WORK TO COMPLETE:
Convert everything from the line that contains "stone castle wall?" down to the line that contains "[127,32,180,75]", both included, into a numbered list with blank lines omitted. Leave the pictures out of the list.

EXTRACTED ENTRIES:
⁂

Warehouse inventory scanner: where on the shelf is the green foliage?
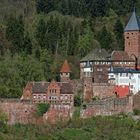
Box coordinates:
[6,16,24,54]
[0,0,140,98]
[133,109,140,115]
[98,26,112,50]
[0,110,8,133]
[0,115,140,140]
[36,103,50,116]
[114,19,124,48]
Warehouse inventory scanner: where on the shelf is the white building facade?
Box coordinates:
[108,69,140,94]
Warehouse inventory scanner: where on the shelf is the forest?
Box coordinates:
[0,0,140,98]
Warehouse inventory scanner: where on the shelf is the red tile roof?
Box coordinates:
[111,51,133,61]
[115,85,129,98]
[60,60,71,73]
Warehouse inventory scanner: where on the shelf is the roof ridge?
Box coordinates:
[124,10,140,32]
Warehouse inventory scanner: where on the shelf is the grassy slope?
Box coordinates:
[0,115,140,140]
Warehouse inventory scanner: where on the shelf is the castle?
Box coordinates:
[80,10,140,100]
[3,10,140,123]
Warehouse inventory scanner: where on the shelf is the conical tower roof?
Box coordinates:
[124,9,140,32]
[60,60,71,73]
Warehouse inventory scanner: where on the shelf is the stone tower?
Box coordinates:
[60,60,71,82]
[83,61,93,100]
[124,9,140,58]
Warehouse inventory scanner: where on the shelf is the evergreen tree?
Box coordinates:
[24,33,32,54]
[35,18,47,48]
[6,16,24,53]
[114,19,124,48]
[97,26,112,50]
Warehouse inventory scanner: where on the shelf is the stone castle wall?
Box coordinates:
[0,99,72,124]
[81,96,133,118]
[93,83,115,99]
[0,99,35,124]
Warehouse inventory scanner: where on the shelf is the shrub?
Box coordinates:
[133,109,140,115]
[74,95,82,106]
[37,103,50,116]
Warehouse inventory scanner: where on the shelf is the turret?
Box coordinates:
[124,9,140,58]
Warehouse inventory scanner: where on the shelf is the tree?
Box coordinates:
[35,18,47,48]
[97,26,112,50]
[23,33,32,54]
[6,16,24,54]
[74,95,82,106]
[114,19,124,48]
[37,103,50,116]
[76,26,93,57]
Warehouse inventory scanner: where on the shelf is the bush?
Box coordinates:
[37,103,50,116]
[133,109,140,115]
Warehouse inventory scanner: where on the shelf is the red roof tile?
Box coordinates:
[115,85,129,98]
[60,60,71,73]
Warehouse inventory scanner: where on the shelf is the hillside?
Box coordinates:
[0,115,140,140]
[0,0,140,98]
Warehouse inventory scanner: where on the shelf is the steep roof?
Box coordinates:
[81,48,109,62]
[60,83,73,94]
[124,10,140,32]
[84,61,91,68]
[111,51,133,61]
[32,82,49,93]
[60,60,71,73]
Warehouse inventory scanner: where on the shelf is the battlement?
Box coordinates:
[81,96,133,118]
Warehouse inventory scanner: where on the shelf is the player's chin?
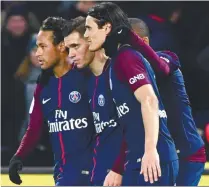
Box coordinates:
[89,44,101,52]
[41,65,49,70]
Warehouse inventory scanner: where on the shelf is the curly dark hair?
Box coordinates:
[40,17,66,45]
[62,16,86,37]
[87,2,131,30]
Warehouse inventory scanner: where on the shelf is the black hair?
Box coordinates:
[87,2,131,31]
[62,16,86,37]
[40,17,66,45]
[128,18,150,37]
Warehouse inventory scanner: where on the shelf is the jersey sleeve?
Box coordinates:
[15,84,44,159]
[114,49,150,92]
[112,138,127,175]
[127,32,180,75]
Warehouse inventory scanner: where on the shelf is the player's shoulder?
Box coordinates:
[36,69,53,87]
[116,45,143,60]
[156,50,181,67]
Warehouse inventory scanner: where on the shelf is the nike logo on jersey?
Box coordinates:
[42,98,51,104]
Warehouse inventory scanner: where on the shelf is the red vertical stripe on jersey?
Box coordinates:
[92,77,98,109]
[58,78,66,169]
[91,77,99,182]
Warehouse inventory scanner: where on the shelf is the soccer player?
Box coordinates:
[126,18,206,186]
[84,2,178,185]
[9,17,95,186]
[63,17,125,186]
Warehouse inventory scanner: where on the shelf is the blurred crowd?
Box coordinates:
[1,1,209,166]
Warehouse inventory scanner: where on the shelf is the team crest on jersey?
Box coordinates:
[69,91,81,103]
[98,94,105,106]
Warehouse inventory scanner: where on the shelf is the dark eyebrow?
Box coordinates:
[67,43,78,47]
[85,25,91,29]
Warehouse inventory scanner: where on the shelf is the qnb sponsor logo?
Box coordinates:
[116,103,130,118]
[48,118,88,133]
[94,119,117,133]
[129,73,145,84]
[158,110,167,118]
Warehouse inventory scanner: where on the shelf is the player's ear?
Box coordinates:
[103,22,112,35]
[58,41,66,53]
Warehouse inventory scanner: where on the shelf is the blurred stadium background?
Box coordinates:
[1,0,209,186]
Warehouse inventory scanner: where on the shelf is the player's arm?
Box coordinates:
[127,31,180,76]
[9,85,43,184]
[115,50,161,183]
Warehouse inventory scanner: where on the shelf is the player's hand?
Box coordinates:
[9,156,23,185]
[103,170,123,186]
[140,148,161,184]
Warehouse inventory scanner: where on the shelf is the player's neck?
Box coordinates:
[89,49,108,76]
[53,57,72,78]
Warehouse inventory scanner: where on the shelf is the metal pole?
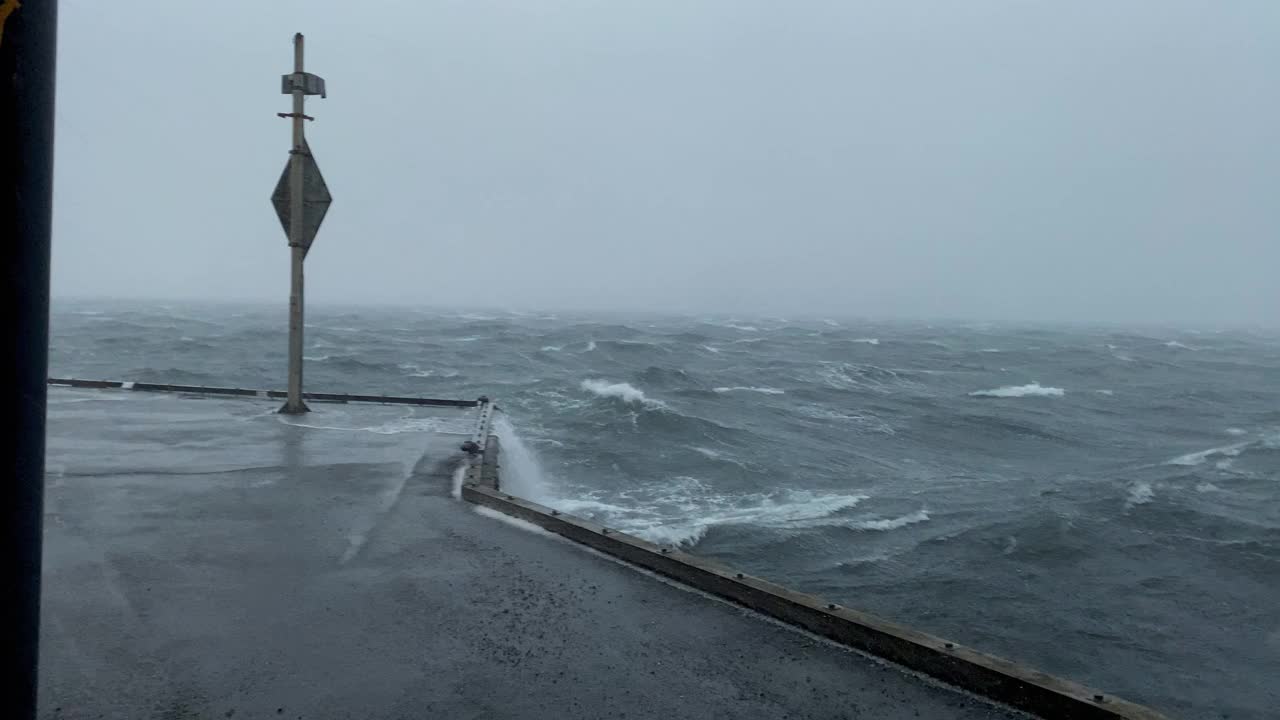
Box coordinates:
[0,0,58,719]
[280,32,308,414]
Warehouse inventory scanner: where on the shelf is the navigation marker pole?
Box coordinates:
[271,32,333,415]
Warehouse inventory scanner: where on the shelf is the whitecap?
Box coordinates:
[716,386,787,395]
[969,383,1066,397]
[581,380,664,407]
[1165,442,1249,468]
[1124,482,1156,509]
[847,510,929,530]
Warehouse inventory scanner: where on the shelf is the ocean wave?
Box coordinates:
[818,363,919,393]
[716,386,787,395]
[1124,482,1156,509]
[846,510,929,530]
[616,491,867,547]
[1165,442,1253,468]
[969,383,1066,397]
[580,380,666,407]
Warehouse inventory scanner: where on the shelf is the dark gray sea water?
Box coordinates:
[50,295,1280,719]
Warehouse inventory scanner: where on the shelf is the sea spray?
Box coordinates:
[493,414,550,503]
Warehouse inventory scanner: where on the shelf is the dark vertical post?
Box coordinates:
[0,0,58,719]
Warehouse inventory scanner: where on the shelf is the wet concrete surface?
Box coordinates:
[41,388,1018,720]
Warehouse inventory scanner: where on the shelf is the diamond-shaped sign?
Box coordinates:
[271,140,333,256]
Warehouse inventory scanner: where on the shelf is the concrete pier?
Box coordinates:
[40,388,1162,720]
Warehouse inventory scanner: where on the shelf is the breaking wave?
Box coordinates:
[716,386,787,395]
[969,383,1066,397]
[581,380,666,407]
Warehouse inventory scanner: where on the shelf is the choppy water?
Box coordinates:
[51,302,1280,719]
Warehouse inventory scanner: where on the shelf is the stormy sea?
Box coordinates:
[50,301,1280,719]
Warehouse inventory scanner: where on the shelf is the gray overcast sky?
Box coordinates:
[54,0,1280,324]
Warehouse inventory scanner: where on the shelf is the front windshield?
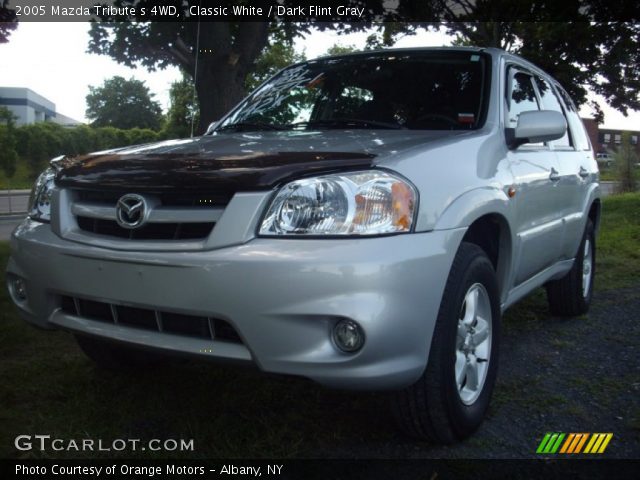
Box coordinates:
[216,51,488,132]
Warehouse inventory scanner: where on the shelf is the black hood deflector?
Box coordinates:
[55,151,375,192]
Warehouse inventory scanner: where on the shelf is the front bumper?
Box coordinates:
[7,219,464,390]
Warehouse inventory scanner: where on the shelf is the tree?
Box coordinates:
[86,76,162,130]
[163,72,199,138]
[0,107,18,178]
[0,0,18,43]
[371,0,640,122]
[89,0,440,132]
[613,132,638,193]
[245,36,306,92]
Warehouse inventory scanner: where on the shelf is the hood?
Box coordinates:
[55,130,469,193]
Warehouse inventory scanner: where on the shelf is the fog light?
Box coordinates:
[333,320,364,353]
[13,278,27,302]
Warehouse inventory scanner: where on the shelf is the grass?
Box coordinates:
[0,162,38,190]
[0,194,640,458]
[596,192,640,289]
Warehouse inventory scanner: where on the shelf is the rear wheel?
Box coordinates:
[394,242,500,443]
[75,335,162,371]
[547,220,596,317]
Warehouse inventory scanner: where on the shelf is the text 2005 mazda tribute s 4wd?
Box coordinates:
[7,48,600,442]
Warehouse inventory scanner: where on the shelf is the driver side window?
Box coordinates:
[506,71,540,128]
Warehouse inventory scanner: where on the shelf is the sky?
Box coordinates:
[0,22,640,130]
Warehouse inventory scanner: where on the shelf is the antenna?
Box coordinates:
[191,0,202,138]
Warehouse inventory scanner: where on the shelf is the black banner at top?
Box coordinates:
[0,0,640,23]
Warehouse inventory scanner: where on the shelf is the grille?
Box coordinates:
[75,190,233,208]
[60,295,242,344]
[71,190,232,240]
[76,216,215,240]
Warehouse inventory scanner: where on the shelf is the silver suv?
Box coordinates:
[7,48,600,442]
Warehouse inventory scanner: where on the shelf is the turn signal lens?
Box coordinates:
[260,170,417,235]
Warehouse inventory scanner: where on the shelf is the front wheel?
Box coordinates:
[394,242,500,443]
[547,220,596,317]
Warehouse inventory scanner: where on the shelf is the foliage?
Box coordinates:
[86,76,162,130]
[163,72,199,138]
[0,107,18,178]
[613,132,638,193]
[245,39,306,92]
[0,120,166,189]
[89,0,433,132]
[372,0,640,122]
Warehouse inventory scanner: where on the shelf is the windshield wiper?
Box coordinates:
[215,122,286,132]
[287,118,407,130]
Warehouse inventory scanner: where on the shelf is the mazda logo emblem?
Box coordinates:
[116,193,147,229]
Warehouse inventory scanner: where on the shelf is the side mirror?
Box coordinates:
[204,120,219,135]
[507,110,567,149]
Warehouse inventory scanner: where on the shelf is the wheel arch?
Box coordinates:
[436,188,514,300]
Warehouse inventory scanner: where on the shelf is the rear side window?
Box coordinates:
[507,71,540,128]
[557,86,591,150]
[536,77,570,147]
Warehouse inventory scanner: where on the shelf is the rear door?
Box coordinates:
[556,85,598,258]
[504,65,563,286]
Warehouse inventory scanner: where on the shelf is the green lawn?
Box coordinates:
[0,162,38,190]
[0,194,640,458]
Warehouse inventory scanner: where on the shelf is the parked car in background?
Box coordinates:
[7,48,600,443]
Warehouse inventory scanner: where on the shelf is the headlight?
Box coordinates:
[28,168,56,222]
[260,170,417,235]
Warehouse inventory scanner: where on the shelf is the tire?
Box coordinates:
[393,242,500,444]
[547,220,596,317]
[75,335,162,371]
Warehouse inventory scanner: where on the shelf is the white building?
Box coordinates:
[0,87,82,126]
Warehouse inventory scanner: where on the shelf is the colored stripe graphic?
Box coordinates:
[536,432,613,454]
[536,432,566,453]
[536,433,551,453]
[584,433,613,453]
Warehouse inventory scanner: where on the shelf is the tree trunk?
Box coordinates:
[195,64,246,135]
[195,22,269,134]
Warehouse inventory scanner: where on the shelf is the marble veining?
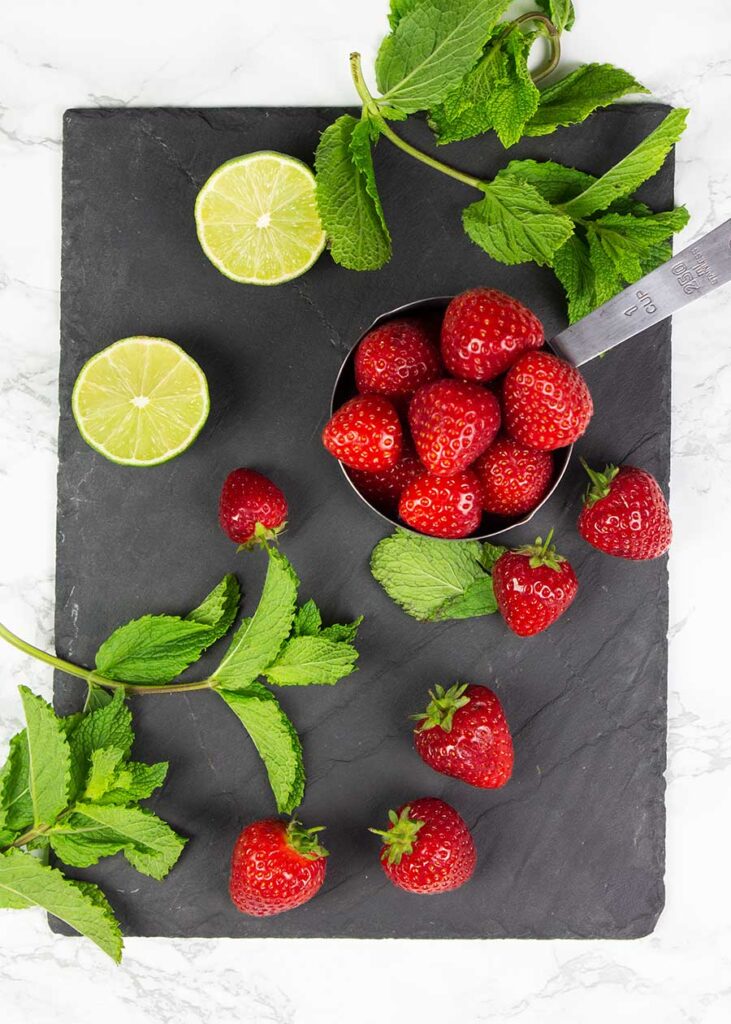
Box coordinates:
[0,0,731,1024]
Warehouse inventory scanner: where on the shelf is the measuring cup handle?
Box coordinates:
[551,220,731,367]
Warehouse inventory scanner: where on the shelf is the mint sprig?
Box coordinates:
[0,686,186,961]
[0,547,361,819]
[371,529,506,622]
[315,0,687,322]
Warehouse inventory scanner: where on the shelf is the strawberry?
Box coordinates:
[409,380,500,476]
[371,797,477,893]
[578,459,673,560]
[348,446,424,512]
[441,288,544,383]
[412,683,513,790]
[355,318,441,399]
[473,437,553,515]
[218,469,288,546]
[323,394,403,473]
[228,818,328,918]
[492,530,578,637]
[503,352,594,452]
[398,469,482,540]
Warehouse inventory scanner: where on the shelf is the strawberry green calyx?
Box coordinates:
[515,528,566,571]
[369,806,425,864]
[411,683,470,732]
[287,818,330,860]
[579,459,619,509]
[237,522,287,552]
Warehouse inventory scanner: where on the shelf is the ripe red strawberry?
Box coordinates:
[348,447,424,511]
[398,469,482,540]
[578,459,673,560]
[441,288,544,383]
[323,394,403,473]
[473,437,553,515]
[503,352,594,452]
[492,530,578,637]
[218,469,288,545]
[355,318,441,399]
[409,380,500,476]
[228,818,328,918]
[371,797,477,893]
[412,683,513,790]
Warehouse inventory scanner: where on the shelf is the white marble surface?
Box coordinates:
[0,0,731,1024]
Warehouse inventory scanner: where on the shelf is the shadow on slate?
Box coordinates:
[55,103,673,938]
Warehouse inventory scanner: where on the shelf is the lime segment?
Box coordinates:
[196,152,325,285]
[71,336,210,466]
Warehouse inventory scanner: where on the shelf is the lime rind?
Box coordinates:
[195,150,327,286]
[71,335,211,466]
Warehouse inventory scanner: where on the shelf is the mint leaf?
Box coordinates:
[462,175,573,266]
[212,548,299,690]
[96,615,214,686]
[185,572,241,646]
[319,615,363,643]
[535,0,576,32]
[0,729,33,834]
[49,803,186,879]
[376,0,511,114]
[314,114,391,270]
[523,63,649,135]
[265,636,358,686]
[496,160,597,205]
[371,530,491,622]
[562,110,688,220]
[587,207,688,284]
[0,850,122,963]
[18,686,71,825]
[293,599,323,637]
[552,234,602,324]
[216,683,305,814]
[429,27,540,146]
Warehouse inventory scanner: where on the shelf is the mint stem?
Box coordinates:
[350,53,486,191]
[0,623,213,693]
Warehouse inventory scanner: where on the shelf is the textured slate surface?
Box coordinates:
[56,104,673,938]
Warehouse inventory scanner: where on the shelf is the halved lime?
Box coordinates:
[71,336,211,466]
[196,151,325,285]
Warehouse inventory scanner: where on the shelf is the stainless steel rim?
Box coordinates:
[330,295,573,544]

⁂

RESULT:
1. Warehouse inventory scanner: where on the shelf is the stone castle wall?
2. Box coordinates:
3. [0,99,72,124]
4. [81,96,133,118]
5. [93,83,115,99]
6. [0,99,35,124]
7. Warehouse inventory scanner: where on the shelf is the shrub?
8. Box coordinates:
9. [133,109,140,115]
10. [74,95,82,106]
11. [37,103,50,116]
12. Warehouse inventory scanner: where on the shelf is the turret?
13. Box coordinates:
14. [124,9,140,58]
15. Warehouse inventory scanner: where on the shelf is the tree?
16. Box coordinates:
17. [35,18,47,48]
18. [97,26,112,50]
19. [23,33,32,54]
20. [6,16,24,54]
21. [74,95,82,106]
22. [114,19,124,48]
23. [37,103,50,116]
24. [76,26,93,57]
25. Warehouse inventory scanner: where on the shelf is the bush?
26. Box coordinates:
27. [37,103,50,116]
28. [133,109,140,115]
29. Warehouse inventory scanner: where on the shelf is the red roof tile?
30. Box coordinates:
31. [115,85,129,98]
32. [60,60,71,73]
33. Warehouse inventory scanner: where on the shelf is the hillside?
34. Box coordinates:
35. [0,115,140,140]
36. [0,0,140,98]
37. Warehouse inventory scanner: where on the shelf is the steep roof?
38. Box coordinates:
39. [81,48,109,62]
40. [60,83,73,94]
41. [124,10,140,32]
42. [84,61,91,68]
43. [111,51,133,61]
44. [32,82,49,93]
45. [60,60,71,73]
46. Warehouse inventory scanner: where on the shelf is the battlement?
47. Box coordinates:
48. [81,96,133,118]
49. Warehouse inventory scanner: where on the shelf is the player's chin?
50. Box coordinates:
51. [89,44,101,52]
52. [41,65,49,70]
53. Warehouse inventory scanner: where on the shelf is the curly dark hair?
54. Box coordinates:
55. [40,17,66,45]
56. [62,16,86,37]
57. [87,2,131,30]
58. Warehouse inventory scanner: where on the shelf is the black hair?
59. Box coordinates:
60. [87,2,131,31]
61. [62,16,86,37]
62. [40,17,66,45]
63. [128,18,150,37]
64. Warehouse inventory scanner: where on the shelf is the jersey sleeve?
65. Box coordinates:
66. [15,84,44,159]
67. [114,49,150,92]
68. [112,138,127,175]
69. [127,32,180,75]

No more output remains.